▸ **Instructions for the task**: Find every line in the items below that contains the word "pixels", and copy each of those lines out in full.

### Data in this exercise ###

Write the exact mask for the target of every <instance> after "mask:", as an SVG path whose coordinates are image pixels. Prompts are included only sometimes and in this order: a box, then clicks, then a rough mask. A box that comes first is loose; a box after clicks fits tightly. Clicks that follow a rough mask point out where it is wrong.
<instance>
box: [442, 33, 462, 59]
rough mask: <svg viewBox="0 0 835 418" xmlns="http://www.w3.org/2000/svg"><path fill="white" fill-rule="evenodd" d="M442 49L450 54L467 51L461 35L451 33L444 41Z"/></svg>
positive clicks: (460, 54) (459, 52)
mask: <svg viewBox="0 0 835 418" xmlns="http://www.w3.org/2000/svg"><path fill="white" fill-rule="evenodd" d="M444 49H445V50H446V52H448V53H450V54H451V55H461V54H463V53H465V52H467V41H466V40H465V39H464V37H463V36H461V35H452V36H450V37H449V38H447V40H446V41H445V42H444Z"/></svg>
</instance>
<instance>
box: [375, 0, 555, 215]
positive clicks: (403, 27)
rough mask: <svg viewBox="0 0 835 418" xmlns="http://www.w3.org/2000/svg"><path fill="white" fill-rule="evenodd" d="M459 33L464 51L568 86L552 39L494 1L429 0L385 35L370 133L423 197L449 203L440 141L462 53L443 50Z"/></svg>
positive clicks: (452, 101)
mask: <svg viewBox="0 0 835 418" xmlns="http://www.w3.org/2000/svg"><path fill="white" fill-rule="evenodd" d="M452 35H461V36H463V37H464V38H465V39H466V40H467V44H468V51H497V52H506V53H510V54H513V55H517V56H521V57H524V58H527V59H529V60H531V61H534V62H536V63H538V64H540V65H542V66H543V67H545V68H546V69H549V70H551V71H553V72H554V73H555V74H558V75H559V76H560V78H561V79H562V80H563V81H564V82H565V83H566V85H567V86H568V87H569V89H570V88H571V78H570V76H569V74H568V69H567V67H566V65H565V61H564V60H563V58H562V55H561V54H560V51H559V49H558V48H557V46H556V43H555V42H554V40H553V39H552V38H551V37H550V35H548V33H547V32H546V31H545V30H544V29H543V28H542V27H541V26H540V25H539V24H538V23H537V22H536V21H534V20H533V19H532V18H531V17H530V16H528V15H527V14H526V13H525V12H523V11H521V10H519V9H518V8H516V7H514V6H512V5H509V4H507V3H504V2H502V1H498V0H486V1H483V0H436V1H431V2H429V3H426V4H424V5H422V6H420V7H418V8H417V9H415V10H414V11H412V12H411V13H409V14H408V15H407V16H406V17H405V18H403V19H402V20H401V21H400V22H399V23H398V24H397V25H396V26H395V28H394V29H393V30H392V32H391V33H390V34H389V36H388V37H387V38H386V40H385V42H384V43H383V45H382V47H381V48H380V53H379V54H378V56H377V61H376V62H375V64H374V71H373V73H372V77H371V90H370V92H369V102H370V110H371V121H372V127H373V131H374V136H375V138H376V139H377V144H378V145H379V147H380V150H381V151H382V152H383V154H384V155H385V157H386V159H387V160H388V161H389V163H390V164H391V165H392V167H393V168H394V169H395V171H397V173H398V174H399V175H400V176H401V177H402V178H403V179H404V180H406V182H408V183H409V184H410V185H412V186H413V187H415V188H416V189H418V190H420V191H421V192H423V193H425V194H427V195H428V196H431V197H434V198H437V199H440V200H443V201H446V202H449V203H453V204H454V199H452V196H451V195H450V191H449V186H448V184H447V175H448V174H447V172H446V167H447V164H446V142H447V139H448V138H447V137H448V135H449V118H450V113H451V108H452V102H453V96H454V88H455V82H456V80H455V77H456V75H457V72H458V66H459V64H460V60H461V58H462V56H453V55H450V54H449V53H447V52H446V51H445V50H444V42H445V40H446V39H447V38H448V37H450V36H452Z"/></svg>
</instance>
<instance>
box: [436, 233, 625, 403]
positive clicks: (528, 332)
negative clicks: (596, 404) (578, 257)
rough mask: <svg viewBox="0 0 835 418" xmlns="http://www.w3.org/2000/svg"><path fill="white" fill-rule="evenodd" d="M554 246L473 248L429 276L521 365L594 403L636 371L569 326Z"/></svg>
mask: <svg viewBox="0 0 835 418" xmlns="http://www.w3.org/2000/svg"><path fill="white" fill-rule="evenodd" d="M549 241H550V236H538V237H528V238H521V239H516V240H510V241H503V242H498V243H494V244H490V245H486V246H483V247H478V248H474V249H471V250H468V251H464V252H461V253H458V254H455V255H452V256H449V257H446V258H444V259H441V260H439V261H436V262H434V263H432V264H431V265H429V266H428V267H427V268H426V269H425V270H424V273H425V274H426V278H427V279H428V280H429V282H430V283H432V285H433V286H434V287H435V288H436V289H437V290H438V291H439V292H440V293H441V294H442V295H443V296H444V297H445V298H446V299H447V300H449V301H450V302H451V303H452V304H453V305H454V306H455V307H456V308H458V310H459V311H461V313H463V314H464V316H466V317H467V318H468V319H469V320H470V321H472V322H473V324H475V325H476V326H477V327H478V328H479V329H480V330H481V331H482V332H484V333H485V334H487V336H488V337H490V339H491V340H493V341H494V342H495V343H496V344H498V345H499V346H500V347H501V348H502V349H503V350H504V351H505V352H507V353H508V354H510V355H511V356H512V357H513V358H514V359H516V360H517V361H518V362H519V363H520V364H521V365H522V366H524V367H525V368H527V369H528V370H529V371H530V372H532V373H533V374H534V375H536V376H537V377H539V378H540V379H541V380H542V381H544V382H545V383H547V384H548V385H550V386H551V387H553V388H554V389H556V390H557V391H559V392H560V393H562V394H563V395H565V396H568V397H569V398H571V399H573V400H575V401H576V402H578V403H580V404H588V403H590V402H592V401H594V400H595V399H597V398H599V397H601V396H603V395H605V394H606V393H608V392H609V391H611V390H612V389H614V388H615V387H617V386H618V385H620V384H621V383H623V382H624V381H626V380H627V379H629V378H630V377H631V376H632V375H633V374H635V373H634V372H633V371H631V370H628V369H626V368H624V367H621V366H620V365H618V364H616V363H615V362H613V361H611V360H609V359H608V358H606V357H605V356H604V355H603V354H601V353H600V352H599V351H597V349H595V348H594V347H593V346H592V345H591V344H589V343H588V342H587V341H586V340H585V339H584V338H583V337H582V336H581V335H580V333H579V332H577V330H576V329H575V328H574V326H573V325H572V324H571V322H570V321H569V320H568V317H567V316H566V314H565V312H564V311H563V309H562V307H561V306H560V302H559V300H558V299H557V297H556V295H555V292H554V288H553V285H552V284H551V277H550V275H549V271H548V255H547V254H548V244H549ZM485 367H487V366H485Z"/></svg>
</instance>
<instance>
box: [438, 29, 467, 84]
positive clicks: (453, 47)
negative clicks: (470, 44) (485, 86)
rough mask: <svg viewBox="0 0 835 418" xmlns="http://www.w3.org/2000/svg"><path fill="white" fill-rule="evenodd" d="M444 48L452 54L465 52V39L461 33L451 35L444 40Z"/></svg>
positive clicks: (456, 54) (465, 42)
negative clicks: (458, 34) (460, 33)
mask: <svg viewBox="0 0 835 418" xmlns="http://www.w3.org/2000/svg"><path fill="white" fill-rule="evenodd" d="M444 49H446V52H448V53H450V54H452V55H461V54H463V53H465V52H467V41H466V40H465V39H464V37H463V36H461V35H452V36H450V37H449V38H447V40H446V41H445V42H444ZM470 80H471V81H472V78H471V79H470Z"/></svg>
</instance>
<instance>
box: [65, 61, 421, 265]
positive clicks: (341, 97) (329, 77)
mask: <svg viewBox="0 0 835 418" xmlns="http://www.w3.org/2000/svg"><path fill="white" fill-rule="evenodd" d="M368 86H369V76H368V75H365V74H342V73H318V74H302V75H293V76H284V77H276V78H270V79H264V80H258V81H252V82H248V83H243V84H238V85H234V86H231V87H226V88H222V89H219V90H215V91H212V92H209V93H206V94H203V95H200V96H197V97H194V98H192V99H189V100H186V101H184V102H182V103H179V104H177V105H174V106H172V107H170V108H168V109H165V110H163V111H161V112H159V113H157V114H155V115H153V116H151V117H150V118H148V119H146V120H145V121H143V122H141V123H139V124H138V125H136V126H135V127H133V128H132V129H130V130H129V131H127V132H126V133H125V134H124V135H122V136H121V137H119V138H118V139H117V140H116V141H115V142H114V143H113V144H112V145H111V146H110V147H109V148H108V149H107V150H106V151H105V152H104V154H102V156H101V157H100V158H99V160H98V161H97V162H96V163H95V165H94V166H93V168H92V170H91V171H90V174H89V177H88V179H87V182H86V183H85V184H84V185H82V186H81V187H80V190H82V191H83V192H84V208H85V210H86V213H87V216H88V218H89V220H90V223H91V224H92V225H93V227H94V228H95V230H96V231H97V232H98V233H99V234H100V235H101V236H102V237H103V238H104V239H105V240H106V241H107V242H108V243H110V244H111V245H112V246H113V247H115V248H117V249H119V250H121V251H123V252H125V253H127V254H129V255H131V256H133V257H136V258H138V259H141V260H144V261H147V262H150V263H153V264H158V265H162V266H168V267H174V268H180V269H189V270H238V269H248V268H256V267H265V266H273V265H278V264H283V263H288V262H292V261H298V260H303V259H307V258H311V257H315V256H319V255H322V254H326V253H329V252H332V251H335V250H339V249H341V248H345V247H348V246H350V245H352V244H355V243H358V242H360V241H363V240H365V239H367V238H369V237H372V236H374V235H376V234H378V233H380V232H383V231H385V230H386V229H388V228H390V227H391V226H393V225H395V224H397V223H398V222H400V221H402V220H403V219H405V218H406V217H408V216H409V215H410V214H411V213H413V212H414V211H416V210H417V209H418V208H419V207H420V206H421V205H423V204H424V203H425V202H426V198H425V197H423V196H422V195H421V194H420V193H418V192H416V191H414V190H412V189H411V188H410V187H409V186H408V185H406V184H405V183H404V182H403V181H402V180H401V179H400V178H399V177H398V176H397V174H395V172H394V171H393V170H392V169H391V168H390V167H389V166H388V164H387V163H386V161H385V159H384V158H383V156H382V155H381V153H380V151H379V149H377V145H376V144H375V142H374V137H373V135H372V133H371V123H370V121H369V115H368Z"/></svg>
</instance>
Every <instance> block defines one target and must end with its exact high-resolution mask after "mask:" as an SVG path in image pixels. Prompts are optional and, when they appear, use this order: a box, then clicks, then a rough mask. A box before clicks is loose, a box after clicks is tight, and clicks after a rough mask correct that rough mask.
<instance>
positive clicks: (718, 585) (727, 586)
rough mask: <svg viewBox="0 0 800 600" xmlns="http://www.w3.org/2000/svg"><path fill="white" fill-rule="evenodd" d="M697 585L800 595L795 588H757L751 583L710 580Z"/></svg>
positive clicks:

###

▸ **Problem solution**:
Write the exact mask for the target of every <instance> after "mask:", as an SVG path whose coordinates are image pixels. Prompts are included only sometimes and in this order: a box, then clicks, then a rough mask. A box that comes first is loose; a box after clicks fits tightly. Clicks that follow a rough mask point out where it is wrong.
Every <instance> block defines one target and must end with its exact high-resolution mask after "mask:" as an SVG path in image pixels. Prompts are optional and, when they appear, use this order: a box, then clicks, then a rough mask. A box before clicks is loose, a box after clicks is tight, and clicks after a rough mask correct that rough mask.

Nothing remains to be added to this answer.